(Segmentation labeling listing)
%%

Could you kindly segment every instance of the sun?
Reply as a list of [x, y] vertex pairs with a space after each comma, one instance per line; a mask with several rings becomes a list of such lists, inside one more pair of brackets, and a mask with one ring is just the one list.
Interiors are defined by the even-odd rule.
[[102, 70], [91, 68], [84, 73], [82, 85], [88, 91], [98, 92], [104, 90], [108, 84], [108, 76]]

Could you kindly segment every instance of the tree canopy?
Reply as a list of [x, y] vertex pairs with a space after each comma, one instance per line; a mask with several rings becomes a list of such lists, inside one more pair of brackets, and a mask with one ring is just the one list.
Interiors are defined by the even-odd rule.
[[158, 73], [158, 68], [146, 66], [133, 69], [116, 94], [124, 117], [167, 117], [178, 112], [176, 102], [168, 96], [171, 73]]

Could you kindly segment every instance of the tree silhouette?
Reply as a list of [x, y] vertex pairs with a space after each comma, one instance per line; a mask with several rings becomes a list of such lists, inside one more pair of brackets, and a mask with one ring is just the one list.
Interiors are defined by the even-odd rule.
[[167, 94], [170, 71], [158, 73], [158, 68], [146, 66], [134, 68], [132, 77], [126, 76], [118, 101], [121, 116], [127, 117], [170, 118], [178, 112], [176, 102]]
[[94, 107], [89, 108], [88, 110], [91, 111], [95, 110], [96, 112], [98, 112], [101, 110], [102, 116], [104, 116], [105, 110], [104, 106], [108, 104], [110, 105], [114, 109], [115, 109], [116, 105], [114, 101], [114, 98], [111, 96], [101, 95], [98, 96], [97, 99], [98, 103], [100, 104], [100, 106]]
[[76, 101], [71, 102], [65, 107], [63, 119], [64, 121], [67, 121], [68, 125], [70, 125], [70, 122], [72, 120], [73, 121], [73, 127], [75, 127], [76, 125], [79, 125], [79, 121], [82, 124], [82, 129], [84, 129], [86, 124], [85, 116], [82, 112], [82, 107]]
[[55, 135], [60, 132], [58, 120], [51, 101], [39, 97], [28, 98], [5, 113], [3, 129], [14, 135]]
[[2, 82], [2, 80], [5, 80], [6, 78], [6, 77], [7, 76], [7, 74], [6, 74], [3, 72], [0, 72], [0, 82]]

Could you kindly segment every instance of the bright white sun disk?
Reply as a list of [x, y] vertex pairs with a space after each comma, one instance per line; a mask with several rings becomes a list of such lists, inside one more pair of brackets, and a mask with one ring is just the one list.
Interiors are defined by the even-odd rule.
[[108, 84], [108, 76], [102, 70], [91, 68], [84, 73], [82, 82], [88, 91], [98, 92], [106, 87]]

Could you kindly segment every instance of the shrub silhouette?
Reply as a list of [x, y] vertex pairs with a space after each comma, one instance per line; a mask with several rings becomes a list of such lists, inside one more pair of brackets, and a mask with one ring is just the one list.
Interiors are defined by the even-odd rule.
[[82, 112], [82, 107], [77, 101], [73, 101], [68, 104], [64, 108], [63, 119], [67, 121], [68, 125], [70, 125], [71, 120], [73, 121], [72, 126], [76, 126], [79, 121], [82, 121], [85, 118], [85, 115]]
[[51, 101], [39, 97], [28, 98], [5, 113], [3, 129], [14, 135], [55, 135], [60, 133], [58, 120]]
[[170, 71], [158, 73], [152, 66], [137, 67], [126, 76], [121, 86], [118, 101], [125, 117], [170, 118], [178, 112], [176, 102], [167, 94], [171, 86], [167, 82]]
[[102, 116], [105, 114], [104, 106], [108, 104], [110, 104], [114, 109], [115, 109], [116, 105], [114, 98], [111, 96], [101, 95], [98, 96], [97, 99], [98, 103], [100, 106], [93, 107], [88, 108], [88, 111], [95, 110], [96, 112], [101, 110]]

%%

Exercise task
Rewrite the listing above with every occurrence of "even-odd rule" replaced by "nonzero winding rule", keeping everything else the same.

Result below
Could you kindly segment every instance of the sun?
Reply as a list of [x, y] vertex pairs with a space after each comma, one instance per line; a mask with several rings becomes a list of such lists, inside one more pair of brackets, and a mask with one ring is just the one list.
Interiors are defined by the nonzero winding rule.
[[102, 70], [91, 68], [84, 73], [82, 85], [88, 91], [98, 92], [104, 90], [108, 84], [108, 76]]

Could you kindly segment every instance of the tree canopy?
Reply as a list of [x, y] vertex pairs with a space after each comma, one instance per line; a mask with several rings becomes a list of such lists, inside one more pair of brackets, and a mask with one ring is just the one list.
Interiors are defined by the nonzero winding rule.
[[158, 73], [158, 68], [146, 66], [133, 69], [116, 94], [124, 117], [167, 117], [178, 112], [176, 102], [168, 96], [171, 73]]

Could you kindly segment every instance of the tree silhouette?
Reply as a list of [x, y] vertex pairs with a space after each comma, one instance per line; a mask with several rings becomes a list of such lists, inside one more pair of brackets, and a mask with one ring is just the one list.
Interiors are defined by the nonzero winding rule.
[[167, 94], [170, 71], [158, 73], [158, 68], [146, 66], [134, 68], [132, 77], [126, 76], [118, 101], [121, 116], [127, 117], [170, 118], [178, 112], [176, 102]]
[[94, 107], [89, 108], [88, 110], [91, 111], [95, 110], [96, 112], [98, 112], [101, 110], [102, 116], [104, 116], [105, 110], [104, 106], [108, 104], [110, 105], [114, 109], [115, 109], [116, 105], [114, 101], [114, 98], [111, 96], [101, 95], [98, 96], [97, 99], [98, 103], [100, 104], [100, 106]]
[[76, 101], [71, 102], [65, 107], [63, 119], [64, 121], [67, 121], [68, 125], [70, 125], [70, 122], [72, 120], [73, 121], [73, 127], [75, 127], [76, 125], [79, 125], [79, 121], [82, 124], [82, 129], [84, 129], [86, 124], [85, 116], [82, 112], [82, 107]]
[[55, 135], [60, 132], [58, 120], [51, 101], [39, 97], [28, 98], [5, 113], [3, 129], [14, 135]]
[[2, 82], [2, 80], [5, 80], [6, 78], [6, 77], [7, 76], [7, 74], [6, 74], [3, 72], [0, 72], [0, 82]]

Could you kindly segment every instance of the bright white sun disk?
Reply as a list of [x, y] vertex pairs with a space after each comma, one instance per line; a mask with several rings becomes a list of such lists, inside one more pair of brackets, and a mask with one ring is just the one list.
Interiors are defined by the nonzero winding rule.
[[108, 84], [108, 76], [102, 70], [91, 68], [84, 73], [82, 82], [88, 91], [98, 92], [106, 87]]

Could you kindly segment every instance of the shrub silhouette?
Reply as a list of [x, y] vertex pairs with a space after each comma, one instance per line; a mask with several rings becomes a list of such lists, inside one more pair of brackets, and a mask with one ring is just the one list.
Interiors are defined by the nonzero winding rule.
[[82, 112], [82, 107], [77, 101], [73, 101], [68, 104], [64, 108], [63, 119], [67, 121], [68, 125], [70, 125], [71, 120], [73, 121], [72, 126], [76, 126], [79, 121], [82, 121], [85, 118], [85, 115]]
[[51, 101], [39, 97], [28, 98], [5, 113], [3, 129], [14, 135], [55, 135], [60, 133], [58, 120]]
[[170, 71], [158, 73], [152, 66], [137, 67], [126, 76], [121, 86], [118, 101], [125, 117], [170, 118], [178, 112], [176, 102], [167, 94], [171, 86], [167, 82]]
[[102, 116], [105, 114], [104, 106], [108, 104], [110, 104], [114, 109], [115, 109], [116, 105], [114, 98], [111, 96], [101, 95], [98, 96], [97, 99], [98, 103], [100, 106], [93, 107], [88, 108], [88, 111], [95, 110], [96, 112], [101, 110]]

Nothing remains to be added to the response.